** START OF Given data **
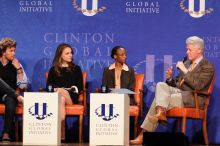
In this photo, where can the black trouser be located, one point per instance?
(10, 101)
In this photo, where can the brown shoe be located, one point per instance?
(138, 140)
(159, 117)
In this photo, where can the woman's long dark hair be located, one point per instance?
(57, 61)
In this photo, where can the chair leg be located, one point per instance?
(80, 128)
(63, 130)
(16, 128)
(135, 126)
(178, 124)
(204, 129)
(184, 125)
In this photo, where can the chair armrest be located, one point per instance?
(201, 92)
(42, 90)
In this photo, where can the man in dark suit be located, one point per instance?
(195, 74)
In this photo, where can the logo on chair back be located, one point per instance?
(84, 7)
(39, 111)
(106, 112)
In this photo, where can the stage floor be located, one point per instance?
(67, 144)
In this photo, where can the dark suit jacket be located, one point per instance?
(198, 79)
(127, 80)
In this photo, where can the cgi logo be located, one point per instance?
(155, 69)
(39, 111)
(84, 6)
(191, 8)
(106, 112)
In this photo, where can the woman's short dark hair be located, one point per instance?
(57, 59)
(114, 50)
(6, 43)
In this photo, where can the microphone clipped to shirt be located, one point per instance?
(183, 60)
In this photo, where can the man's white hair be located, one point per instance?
(197, 42)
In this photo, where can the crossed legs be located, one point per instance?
(166, 97)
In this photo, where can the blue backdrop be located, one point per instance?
(152, 31)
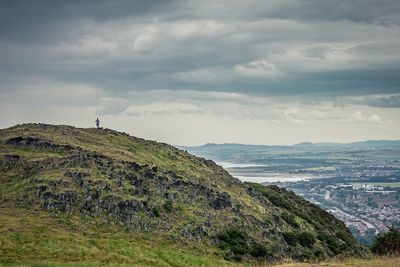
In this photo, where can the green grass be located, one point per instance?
(35, 238)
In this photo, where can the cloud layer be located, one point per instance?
(274, 64)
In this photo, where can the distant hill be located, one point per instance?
(97, 195)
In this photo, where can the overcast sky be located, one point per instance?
(192, 72)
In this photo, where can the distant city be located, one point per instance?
(358, 182)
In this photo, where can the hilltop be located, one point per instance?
(97, 195)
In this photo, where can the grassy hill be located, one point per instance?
(73, 195)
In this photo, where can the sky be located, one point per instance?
(210, 71)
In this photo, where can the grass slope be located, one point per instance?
(99, 196)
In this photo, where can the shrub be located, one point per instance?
(238, 243)
(156, 211)
(258, 251)
(303, 238)
(290, 238)
(306, 239)
(168, 206)
(387, 243)
(290, 219)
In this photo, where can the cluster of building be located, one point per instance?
(362, 206)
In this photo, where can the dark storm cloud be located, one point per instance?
(325, 48)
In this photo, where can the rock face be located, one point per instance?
(153, 187)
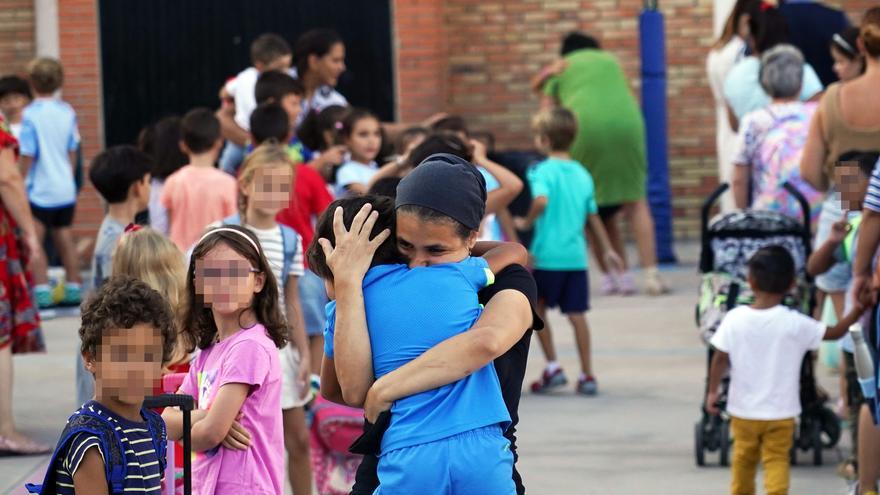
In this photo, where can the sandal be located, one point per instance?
(28, 447)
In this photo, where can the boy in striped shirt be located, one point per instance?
(127, 333)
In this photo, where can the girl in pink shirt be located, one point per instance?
(233, 316)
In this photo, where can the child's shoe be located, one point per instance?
(72, 295)
(587, 386)
(549, 380)
(43, 296)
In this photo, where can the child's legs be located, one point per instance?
(746, 453)
(63, 239)
(869, 452)
(296, 442)
(775, 447)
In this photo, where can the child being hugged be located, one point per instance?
(362, 133)
(232, 315)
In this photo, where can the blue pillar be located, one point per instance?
(653, 49)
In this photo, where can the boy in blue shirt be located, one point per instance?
(466, 417)
(49, 140)
(563, 204)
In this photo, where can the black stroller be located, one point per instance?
(726, 245)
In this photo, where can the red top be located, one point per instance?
(309, 198)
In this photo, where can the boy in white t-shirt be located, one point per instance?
(764, 345)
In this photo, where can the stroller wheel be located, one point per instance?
(699, 447)
(724, 444)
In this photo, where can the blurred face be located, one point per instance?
(330, 66)
(845, 68)
(365, 140)
(291, 104)
(269, 191)
(430, 243)
(852, 184)
(227, 281)
(13, 104)
(128, 364)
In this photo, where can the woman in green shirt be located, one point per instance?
(610, 144)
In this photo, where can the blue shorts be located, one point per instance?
(313, 299)
(568, 289)
(476, 462)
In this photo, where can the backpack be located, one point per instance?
(115, 463)
(290, 240)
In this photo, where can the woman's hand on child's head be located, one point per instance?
(237, 438)
(352, 255)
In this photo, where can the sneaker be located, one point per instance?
(587, 386)
(609, 285)
(72, 295)
(43, 296)
(549, 381)
(626, 284)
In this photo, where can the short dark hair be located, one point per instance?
(772, 269)
(440, 142)
(387, 252)
(123, 302)
(558, 125)
(15, 85)
(268, 48)
(867, 160)
(385, 187)
(274, 85)
(577, 40)
(451, 123)
(200, 130)
(270, 121)
(115, 169)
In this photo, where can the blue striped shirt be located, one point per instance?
(872, 196)
(143, 475)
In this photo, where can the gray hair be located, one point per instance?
(782, 71)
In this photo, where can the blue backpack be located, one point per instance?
(291, 241)
(115, 464)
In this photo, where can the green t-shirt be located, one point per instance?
(559, 242)
(611, 131)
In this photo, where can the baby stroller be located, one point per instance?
(727, 243)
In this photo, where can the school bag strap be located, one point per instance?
(110, 440)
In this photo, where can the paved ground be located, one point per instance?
(636, 437)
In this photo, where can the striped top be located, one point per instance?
(144, 474)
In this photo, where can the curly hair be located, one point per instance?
(123, 302)
(199, 327)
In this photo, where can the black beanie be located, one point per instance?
(447, 184)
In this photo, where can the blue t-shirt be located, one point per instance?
(743, 91)
(410, 311)
(48, 134)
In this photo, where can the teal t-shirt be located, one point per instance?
(559, 242)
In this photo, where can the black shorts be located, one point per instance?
(608, 211)
(54, 218)
(568, 289)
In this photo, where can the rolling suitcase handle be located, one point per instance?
(186, 404)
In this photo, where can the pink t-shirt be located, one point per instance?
(248, 357)
(196, 197)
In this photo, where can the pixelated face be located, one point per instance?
(12, 104)
(331, 65)
(430, 243)
(845, 68)
(852, 184)
(291, 103)
(226, 280)
(365, 140)
(128, 363)
(269, 191)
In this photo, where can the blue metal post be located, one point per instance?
(653, 49)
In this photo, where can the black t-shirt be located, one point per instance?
(511, 369)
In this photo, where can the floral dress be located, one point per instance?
(19, 318)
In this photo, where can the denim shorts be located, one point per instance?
(838, 278)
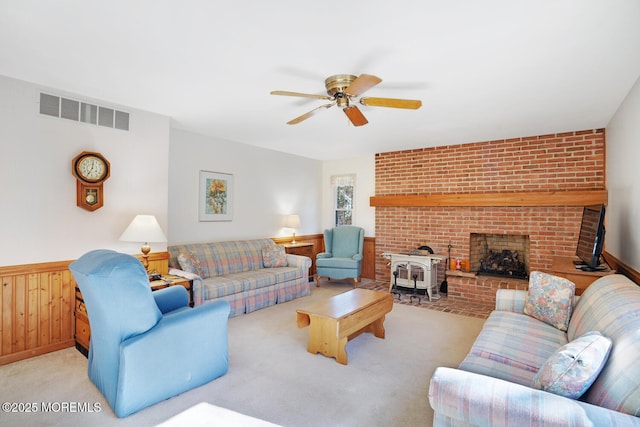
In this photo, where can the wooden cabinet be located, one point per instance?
(564, 267)
(303, 249)
(83, 329)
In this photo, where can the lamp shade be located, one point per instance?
(143, 228)
(292, 221)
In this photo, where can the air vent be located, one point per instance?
(78, 111)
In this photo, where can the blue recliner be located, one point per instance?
(146, 347)
(342, 258)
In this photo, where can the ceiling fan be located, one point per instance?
(342, 89)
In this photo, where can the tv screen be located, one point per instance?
(591, 238)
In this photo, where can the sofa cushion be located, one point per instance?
(274, 256)
(512, 346)
(611, 305)
(190, 263)
(571, 370)
(550, 299)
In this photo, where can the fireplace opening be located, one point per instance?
(504, 255)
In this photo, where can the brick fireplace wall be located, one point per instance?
(558, 162)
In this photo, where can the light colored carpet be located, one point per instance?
(272, 376)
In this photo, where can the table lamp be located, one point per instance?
(144, 228)
(293, 222)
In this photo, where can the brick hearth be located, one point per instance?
(561, 162)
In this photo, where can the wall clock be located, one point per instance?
(91, 171)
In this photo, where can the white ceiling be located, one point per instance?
(484, 70)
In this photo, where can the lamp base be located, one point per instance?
(145, 256)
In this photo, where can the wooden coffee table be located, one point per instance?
(343, 317)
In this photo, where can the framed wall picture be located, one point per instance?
(215, 196)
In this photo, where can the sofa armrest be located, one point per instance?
(467, 398)
(184, 350)
(510, 300)
(171, 298)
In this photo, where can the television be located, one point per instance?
(591, 239)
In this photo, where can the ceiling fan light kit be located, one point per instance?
(342, 90)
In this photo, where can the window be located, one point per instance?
(343, 191)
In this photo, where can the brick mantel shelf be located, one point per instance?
(520, 198)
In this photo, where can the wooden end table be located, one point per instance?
(332, 323)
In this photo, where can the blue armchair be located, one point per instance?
(146, 347)
(342, 258)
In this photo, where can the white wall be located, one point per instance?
(623, 211)
(267, 186)
(39, 219)
(364, 168)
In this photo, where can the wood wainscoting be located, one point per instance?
(37, 303)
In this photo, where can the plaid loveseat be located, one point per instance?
(234, 271)
(493, 385)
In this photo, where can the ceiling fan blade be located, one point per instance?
(355, 115)
(304, 95)
(362, 84)
(307, 115)
(412, 104)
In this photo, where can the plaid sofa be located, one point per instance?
(234, 271)
(492, 385)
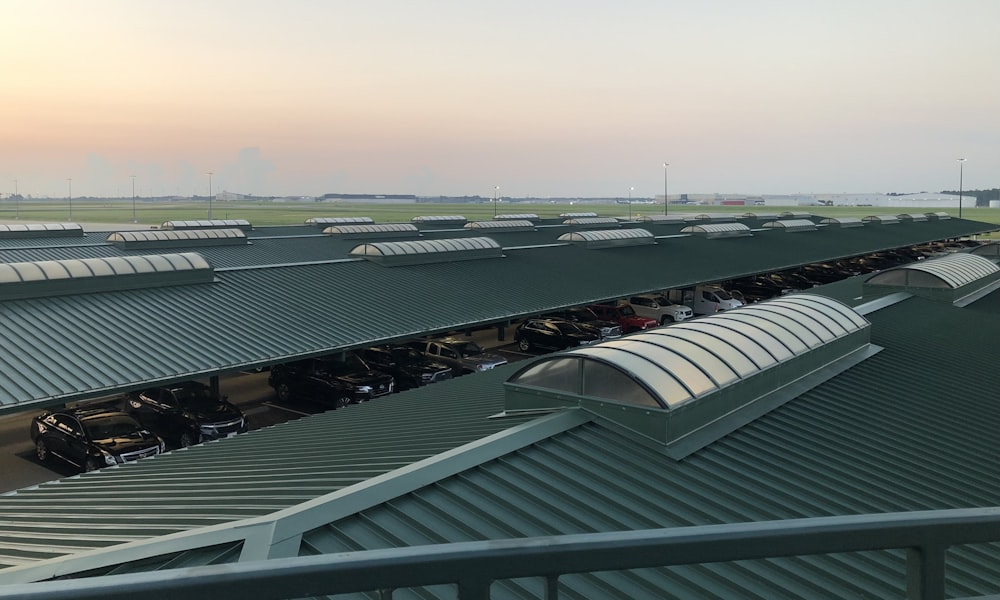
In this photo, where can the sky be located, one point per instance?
(540, 98)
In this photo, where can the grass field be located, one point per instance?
(268, 213)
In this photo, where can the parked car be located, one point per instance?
(582, 314)
(333, 380)
(408, 366)
(658, 307)
(462, 355)
(92, 437)
(554, 334)
(186, 413)
(625, 316)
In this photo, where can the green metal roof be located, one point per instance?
(879, 437)
(279, 298)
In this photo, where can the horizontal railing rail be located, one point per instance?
(473, 566)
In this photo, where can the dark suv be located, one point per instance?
(554, 334)
(333, 380)
(582, 314)
(186, 413)
(92, 437)
(407, 365)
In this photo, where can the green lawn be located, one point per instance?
(268, 213)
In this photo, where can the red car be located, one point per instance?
(625, 316)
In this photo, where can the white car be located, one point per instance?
(658, 307)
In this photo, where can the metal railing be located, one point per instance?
(473, 566)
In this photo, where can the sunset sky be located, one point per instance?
(541, 97)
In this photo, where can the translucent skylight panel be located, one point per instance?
(668, 388)
(733, 357)
(739, 342)
(714, 366)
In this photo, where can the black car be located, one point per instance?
(410, 367)
(186, 413)
(582, 314)
(92, 437)
(554, 334)
(333, 380)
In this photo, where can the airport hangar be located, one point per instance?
(896, 412)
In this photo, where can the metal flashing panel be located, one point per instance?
(791, 225)
(87, 275)
(881, 219)
(502, 225)
(208, 224)
(381, 230)
(609, 238)
(843, 222)
(719, 230)
(429, 251)
(686, 384)
(328, 221)
(33, 230)
(179, 237)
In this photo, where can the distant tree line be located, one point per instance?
(983, 197)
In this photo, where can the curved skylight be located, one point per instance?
(427, 251)
(517, 217)
(22, 230)
(440, 219)
(591, 221)
(843, 221)
(178, 236)
(881, 219)
(208, 224)
(503, 225)
(692, 382)
(951, 271)
(324, 221)
(713, 218)
(660, 219)
(718, 230)
(381, 229)
(791, 225)
(78, 276)
(606, 238)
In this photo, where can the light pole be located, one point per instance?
(666, 201)
(961, 164)
(209, 195)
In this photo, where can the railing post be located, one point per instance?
(925, 572)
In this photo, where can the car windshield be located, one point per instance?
(351, 363)
(195, 397)
(102, 428)
(468, 349)
(407, 355)
(566, 327)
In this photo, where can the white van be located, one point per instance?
(706, 299)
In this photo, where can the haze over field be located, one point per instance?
(552, 98)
** END OF Given data **
▶ _Written request_
In the records above, return only the line that contains "In this photo, where can the distant tree" and every line after it through the last, exactly as they appear.

▶ _Correct answer_
In this photo, where can the distant tree line be located, one point per instance?
(983, 197)
In this photo, where can the curved skylight be located, one point per instance?
(427, 251)
(517, 217)
(22, 230)
(440, 219)
(591, 221)
(843, 221)
(178, 236)
(881, 219)
(208, 224)
(503, 225)
(692, 382)
(951, 271)
(324, 221)
(713, 218)
(660, 219)
(718, 230)
(381, 229)
(791, 225)
(78, 276)
(606, 238)
In this photo, where can the light pole be located, one point per instance?
(666, 201)
(961, 164)
(209, 195)
In this photo, where can the railing post be located, one point per instance?
(925, 572)
In this photo, where can the car windshield be located, one point per instance?
(351, 363)
(195, 397)
(102, 428)
(468, 349)
(407, 355)
(566, 327)
In this photo, where can the white van be located, one point per instance?
(706, 299)
In this photo, where can the haze over field be located, one point per instance?
(552, 98)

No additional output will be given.